_HOW TO COMPLETE THIS TASK_: Begin at the line below that contains "Where can the man's beard". Repeat it and all remaining lines of the records exactly.

(Records from a dataset)
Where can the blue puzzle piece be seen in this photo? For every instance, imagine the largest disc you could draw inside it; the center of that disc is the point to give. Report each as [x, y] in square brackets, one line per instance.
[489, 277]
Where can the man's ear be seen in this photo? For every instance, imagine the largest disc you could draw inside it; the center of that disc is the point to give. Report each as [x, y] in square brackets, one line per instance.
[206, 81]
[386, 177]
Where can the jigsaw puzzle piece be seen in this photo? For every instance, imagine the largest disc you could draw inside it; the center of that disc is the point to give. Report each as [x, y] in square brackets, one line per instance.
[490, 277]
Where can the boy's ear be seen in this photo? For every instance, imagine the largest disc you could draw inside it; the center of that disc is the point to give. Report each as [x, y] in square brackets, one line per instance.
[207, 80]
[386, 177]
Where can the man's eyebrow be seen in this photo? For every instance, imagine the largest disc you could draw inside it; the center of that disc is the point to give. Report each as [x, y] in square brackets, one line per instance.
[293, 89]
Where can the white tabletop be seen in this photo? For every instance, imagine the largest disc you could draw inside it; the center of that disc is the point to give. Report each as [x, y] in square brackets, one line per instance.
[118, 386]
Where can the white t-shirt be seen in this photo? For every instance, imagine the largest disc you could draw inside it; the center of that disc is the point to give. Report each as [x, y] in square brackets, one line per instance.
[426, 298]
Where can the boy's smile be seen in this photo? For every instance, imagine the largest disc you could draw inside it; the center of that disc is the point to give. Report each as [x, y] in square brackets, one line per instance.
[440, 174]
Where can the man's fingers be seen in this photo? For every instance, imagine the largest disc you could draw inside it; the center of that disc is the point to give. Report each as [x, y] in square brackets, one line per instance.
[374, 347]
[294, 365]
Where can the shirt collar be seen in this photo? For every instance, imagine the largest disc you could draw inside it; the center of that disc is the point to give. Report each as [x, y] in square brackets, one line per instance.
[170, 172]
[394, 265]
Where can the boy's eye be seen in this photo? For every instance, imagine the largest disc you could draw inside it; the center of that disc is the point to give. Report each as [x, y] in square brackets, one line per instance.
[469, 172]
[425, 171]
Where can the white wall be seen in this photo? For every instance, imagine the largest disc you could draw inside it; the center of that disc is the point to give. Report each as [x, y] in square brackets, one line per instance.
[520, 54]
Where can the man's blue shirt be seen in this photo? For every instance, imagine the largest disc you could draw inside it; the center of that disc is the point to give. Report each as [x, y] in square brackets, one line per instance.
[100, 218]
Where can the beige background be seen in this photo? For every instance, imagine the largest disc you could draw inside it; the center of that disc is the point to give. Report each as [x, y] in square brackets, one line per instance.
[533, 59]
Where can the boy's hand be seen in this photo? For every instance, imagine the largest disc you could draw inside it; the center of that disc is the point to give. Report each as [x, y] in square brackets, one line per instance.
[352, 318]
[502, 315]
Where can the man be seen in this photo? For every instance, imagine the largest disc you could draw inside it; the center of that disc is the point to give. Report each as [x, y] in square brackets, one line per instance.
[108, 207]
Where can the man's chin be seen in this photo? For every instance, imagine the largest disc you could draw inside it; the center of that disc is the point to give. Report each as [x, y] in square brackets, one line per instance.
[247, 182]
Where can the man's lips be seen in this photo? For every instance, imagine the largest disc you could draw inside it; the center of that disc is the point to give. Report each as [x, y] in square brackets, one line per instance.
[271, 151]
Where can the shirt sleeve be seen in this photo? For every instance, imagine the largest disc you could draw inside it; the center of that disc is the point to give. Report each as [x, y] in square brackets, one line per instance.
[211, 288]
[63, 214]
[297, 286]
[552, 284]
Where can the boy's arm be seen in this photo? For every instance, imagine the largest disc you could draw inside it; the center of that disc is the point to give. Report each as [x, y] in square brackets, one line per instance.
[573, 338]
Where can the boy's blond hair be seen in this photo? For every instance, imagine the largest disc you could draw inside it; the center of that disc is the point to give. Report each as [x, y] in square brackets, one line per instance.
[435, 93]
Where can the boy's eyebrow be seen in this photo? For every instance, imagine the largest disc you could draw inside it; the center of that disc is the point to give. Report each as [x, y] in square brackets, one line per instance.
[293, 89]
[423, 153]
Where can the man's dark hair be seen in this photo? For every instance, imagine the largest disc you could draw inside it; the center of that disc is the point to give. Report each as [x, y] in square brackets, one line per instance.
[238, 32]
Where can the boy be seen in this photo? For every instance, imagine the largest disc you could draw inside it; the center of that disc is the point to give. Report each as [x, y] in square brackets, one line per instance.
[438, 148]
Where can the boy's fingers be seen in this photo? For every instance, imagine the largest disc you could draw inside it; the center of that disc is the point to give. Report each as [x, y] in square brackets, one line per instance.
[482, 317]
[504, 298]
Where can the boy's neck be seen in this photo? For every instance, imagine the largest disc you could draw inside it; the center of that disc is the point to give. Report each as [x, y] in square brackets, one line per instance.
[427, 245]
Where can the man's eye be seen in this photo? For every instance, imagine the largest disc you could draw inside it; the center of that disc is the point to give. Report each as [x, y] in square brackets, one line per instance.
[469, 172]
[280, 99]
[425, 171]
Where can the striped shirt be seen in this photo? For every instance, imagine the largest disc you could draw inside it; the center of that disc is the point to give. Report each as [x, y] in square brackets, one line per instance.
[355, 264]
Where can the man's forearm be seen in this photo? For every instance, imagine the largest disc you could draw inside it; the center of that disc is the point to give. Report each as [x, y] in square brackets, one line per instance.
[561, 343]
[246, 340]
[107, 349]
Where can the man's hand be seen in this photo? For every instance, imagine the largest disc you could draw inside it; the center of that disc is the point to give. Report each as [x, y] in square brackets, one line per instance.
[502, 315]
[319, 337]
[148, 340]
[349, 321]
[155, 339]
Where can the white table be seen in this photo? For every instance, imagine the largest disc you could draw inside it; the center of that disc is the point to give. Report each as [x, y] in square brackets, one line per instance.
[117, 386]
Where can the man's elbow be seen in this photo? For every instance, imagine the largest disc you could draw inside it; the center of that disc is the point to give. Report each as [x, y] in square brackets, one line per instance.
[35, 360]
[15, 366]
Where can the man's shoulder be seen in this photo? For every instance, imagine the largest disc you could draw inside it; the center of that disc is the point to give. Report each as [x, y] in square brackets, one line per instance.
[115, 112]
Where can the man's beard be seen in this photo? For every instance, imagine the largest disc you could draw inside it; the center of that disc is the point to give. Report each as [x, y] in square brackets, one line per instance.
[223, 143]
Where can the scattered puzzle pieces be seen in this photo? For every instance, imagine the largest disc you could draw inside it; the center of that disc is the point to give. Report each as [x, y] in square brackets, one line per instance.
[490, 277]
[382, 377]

_RESULT OF THE TASK_:
Where can the man's beard be seen in this photo? For every instance, imagine the largest disc you could draw inside it; the center of that disc is the point to give. Report each as [x, y] in square brackets, one line per instance.
[223, 143]
Where can the scattered puzzle pieces be seen in this photo? For every instance, imagine the largest disc you could draw inside it; the center of that disc is the point to give. Report each as [x, y] in square brackets, one line per instance.
[490, 277]
[382, 377]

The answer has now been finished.